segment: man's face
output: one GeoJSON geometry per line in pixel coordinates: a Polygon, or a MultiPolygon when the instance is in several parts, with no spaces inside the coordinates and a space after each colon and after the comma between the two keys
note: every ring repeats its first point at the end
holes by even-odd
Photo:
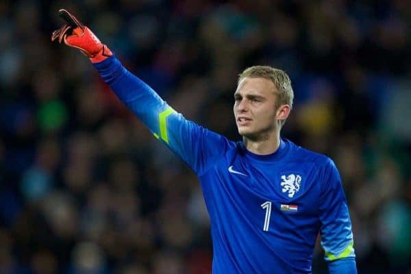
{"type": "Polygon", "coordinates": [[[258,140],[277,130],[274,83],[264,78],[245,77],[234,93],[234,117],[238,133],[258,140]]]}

GIVEN PROBLEM =
Copy the items with "first point" changed to "starting point" and everything else untouched. Leave out the pictures.

FINAL RESULT =
segment: man's face
output: one GeoJSON geometry per line in pixel coordinates: a Polygon, or a MultiPolygon when the instance is in several parts, with no spaces inside the coordinates and a space after each colon and after the comma between the two keys
note: every ring repeats its starting point at the end
holes by even-odd
Photo:
{"type": "Polygon", "coordinates": [[[258,140],[277,130],[274,83],[264,78],[245,77],[234,93],[234,117],[238,133],[258,140]]]}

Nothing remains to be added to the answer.